Segment Start: DOCUMENT SECTION

Saturday, September 28, 2013

A Eulogy for Grace

Found beaten and abandoned to the streets, she was taken in by Because You Care, a local pet rescue organization.  She was a Yellow Lab/Beagle mix – a “Leagle”, I like to say.  BYC named her Natasha and adopted her out to a local couple.  This couple renamed her Sasha and promptly dispatched her to their backyard, where the neighborhood kids threw stones at her.  In addition, she was only fed table scraps and cheap dollar store treats.  With poor nutrition, no exercise and limited human interaction (abusive, at that) her weight ballooned to 72 pounds on her short beagle legs and she withdrew in to herself.

BYC’s mission was to keep animals out of shelters and place them in loving homes.  In Natasha/Sasha’s case, the home had become no better than a poorly run shelter.  True to their mission, BYC removed Natasha/Sasha from this home and brought her back in to the program.  It was in their “Pet of the Week” newspaper ad that I first laid eyes on her.

Segment End: DOCUMENT SECTION
Segment Start: MATERIAL PROVIDED

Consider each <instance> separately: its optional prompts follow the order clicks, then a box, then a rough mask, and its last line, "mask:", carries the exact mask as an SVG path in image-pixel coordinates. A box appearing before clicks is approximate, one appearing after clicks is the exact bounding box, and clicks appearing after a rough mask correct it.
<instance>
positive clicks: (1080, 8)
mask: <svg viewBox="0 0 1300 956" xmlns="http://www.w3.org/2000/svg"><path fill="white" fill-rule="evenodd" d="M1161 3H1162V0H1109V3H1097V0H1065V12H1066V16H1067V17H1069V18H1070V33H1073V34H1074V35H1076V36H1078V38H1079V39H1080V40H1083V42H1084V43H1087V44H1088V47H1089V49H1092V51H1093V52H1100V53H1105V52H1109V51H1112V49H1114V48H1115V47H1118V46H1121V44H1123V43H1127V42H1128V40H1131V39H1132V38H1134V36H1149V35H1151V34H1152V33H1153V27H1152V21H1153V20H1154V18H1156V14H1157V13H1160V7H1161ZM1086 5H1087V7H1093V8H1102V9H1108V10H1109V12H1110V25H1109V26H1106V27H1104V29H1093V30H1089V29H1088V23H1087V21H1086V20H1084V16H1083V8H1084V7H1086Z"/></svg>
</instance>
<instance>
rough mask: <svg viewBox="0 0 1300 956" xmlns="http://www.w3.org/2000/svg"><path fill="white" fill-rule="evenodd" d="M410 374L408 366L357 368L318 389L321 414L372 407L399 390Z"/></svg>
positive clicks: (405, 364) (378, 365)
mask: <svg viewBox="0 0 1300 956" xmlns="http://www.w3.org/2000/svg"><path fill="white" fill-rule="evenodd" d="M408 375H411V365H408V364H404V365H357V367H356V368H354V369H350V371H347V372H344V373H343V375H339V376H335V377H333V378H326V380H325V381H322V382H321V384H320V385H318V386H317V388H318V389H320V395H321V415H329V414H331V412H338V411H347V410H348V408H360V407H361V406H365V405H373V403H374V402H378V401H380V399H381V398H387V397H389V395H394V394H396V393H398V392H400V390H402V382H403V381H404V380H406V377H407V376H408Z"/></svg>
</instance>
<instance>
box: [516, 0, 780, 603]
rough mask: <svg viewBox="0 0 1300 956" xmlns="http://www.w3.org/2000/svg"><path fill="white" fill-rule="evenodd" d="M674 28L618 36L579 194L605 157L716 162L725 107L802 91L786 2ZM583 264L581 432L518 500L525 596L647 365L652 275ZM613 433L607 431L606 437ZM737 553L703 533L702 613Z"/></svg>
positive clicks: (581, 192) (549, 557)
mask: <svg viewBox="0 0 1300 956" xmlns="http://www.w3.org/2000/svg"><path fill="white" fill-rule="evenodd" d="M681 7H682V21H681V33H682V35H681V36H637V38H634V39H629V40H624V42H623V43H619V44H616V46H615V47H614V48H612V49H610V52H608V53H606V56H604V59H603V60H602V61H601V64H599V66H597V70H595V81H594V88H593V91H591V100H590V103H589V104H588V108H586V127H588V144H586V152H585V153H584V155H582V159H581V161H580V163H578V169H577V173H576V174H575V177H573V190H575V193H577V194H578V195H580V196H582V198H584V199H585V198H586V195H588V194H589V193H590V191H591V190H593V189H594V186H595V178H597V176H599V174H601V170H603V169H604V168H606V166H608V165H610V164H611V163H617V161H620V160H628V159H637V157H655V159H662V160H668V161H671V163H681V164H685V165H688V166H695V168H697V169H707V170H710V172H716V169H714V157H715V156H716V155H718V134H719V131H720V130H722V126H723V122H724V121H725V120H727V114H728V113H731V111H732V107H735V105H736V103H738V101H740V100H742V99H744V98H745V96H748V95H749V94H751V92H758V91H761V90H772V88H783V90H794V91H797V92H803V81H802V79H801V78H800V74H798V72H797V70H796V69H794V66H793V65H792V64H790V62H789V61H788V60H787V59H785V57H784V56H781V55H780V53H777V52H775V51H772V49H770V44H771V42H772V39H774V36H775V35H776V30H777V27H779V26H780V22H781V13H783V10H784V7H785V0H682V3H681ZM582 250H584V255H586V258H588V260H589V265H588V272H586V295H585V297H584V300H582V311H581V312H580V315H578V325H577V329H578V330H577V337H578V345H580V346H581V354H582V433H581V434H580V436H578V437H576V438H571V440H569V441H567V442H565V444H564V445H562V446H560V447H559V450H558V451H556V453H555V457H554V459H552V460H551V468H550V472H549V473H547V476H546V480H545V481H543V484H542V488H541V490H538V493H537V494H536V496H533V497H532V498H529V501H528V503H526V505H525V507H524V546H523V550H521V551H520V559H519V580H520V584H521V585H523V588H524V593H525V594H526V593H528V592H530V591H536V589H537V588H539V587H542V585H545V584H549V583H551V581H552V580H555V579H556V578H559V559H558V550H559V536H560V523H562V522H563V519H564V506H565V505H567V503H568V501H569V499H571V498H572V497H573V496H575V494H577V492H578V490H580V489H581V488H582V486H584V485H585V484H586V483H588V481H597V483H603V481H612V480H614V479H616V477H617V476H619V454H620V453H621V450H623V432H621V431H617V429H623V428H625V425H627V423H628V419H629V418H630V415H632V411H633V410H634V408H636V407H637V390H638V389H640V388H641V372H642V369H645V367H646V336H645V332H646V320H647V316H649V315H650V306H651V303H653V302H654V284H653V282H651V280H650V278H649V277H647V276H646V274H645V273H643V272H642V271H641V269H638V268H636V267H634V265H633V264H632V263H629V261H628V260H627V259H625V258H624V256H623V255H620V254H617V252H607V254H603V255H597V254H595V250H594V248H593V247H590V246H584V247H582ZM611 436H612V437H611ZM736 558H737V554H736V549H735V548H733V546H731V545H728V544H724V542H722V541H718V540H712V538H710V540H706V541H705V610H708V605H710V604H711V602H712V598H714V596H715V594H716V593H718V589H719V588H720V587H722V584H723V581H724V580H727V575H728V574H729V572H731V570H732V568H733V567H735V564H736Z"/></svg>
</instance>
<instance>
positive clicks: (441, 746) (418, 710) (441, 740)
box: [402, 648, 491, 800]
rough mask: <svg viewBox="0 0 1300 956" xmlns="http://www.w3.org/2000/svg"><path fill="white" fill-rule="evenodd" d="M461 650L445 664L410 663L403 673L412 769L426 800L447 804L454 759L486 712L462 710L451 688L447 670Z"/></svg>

Segment End: MATERIAL PROVIDED

| HOW TO COMPLETE THIS TASK |
According to the eulogy for Grace, what breed mix was the dog? These records have no connection to the eulogy.

| RESULT FOR THIS EXERCISE |
She was a Yellow Lab/Beagle mix.